Ziel des Projektes war, die sensorische Konsumentenwahrnehmung von pflanzenbasierten Käse-Alternativen zu evaluieren und dabei Konsumenten-Insights über den bestehenden Markt dieser Produkt-Nische zu erhalten. Sechs im Handel erhältliche Käse-Alternativen wurden beurteilt, davon zwei «Typ Weichkäse», zwei «Typ Halbhartkäse am Stück» und zwei «Typ Halbhartkäse in Scheiben».

Die Konsumentenbefragung wurde mittels eines Central Location Tests bei 245 Flexitarier:innen durchgeführt. Gesamteindruck und Aussehen wurden anhand der in der Lebensmittelbranche üblichen hedonischen 9-Punkte-Skala bewertet. Wesentliche Produkteigenschaften betreffend Geschmack/Aroma und Konsistenz wurden mit einer JAR-Skala (JAR = Just about right) beurteilt. Für weitere produktbeschreibende Informationen wurde die bei sensorischen Konsumententests bewährte CATA-Methode (CATA = Check-all-that-apply) verwendet. Dabei konnten aus 39 produktspezifischen Merkmalen zu Aussehen, Konsistenz und Geschmack/Aroma die für das jeweilige Produkt zutreffenden angeklickt werden.

**DATENAUSZUG:**

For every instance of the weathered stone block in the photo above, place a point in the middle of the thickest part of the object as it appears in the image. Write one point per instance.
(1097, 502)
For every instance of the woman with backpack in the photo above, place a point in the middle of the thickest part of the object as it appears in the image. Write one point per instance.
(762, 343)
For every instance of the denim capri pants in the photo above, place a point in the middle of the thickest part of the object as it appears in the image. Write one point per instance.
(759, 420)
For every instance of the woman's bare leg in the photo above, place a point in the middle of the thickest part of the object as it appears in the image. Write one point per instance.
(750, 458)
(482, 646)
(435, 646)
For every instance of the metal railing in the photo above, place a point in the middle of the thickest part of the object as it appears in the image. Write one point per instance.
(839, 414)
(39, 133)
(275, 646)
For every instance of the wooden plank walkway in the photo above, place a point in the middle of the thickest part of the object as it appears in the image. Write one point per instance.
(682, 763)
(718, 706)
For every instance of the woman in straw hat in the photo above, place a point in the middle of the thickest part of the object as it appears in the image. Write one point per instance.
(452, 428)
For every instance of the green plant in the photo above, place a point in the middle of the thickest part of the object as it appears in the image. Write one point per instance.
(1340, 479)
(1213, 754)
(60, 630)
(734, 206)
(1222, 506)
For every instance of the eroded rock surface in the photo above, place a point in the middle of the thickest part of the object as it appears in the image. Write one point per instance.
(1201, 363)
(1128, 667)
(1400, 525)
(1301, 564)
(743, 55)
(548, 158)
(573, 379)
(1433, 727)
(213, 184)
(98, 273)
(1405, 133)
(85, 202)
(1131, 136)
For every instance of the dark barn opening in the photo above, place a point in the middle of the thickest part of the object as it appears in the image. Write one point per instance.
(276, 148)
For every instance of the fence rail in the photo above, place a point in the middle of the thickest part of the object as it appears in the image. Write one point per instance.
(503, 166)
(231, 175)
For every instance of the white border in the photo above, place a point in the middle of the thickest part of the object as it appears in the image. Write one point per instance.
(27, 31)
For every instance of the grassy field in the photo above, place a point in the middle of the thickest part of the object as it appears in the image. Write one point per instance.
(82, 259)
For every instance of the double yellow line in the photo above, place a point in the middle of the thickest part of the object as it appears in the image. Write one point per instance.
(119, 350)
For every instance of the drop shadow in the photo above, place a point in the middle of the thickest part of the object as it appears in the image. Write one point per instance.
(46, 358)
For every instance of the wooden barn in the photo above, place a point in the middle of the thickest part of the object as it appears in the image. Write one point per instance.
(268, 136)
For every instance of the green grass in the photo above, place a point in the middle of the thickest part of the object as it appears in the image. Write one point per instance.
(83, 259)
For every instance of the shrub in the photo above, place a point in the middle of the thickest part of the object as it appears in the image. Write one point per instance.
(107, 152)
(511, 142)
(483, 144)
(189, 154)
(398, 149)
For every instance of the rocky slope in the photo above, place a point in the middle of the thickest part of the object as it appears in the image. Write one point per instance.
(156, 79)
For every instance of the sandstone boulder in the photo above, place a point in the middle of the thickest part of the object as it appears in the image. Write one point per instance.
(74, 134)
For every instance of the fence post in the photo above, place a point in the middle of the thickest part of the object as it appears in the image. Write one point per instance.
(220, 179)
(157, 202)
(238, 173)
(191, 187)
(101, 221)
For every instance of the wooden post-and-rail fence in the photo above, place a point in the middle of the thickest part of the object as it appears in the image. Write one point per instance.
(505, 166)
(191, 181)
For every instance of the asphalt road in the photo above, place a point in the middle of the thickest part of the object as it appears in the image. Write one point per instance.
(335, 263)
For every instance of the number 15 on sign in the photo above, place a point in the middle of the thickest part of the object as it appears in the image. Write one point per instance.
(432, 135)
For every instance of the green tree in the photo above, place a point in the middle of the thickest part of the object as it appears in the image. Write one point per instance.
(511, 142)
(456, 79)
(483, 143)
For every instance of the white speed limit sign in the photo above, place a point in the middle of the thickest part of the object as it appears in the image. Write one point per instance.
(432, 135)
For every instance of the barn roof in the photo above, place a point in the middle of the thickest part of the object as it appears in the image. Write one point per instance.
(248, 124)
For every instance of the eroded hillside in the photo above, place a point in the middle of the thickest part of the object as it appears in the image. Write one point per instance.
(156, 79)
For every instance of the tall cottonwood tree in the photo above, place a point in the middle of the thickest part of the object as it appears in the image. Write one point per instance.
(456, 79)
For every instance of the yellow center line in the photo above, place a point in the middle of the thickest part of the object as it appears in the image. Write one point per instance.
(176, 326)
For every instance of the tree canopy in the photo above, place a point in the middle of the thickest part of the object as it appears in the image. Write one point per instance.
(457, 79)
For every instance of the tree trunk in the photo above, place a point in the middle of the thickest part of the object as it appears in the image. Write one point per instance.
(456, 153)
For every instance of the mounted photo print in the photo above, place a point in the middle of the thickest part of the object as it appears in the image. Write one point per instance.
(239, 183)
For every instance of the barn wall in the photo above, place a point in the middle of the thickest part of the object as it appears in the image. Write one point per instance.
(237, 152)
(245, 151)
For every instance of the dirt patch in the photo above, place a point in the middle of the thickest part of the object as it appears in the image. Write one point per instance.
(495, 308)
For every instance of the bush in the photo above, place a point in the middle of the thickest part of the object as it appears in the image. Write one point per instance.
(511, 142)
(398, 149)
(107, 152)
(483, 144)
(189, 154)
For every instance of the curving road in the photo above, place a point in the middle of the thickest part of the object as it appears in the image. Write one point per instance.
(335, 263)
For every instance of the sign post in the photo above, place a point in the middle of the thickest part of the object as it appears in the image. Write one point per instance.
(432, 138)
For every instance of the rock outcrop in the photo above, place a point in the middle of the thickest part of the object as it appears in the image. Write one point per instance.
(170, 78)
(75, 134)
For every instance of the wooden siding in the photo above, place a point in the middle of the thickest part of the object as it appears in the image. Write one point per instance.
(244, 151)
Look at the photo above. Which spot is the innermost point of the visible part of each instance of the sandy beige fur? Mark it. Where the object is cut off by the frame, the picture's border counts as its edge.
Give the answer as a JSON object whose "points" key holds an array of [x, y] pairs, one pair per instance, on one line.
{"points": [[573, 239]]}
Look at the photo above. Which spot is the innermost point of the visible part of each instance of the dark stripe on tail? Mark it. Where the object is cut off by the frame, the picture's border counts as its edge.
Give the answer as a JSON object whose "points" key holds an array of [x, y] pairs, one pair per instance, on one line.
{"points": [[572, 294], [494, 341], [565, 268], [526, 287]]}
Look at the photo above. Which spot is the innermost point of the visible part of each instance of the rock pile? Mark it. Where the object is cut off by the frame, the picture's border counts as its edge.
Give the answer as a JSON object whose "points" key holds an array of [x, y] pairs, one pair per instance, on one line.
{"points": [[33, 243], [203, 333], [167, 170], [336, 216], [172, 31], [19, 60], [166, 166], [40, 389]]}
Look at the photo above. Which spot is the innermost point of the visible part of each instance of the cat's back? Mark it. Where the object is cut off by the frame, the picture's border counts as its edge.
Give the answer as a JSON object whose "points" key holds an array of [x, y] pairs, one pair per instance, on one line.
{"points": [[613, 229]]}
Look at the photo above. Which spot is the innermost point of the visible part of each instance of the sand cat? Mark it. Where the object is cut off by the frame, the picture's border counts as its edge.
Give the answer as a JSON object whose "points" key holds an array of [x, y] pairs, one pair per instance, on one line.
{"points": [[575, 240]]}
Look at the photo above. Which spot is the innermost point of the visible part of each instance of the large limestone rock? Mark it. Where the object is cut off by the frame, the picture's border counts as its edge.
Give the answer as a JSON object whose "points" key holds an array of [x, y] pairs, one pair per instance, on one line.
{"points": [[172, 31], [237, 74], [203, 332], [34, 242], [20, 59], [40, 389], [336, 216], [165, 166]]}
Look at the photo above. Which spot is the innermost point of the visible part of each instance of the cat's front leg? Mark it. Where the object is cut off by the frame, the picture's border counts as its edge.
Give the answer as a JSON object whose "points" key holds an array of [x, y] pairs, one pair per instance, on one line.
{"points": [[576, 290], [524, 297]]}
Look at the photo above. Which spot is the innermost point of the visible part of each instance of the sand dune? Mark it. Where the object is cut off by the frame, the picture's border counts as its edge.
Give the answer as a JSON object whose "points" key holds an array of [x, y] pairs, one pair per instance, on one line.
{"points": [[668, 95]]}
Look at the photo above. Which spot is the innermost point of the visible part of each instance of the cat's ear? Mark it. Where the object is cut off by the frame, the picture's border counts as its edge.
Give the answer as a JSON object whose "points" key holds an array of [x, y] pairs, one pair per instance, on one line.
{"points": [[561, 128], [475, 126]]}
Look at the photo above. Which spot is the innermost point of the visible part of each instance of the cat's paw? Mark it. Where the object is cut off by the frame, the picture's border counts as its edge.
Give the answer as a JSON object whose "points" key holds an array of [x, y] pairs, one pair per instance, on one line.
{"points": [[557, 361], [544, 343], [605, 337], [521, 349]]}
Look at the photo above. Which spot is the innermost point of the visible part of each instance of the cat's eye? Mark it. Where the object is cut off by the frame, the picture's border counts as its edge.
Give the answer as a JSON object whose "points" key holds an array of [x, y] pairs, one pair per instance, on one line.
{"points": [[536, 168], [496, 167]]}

**AUFGABEN:**
1. Wie viele Flexitarier:innen wurden laut dem Text zu pflanzenbasierten Käse-Alternativen im Central Location Test befragt?
2. Geben Sie aus dem Text zu pflanzenbasierten Käse-Alternativen die Passage zwischen „Die Konsumentenbefragung wurde“ und „zutreffenden angeklickt werden.“ einschließlich wieder und tauschen Sie dabei „Flexitarier:innen“ gegen „Vegetarier:innen“ aus.
Die Zeilen stammen aus einer anderen Quelle als der Text.

**ANTWORTEN JE AUFGABE:**
1. 245 Flexitarier:innen.

2.
Die Konsumentenbefragung wurde mittels eines Central Location Tests bei 245 Vegetarier:innen durchgeführt. Gesamteindruck und Aussehen wurden anhand der in der Lebensmittelbranche üblichen hedonischen 9-Punkte-Skala bewertet. Wesentliche Produkteigenschaften betreffend Geschmack/Aroma und Konsistenz wurden mit einer JAR-Skala (JAR = Just about right) beurteilt. Für weitere produktbeschreibende Informationen wurde die bei sensorischen Konsumententests bewährte CATA-Methode (CATA = Check-all-that-apply) verwendet. Dabei konnten aus 39 produktspezifischen Merkmalen zu Aussehen, Konsistenz und Geschmack/Aroma die für das jeweilige Produkt zutreffenden angeklickt werden.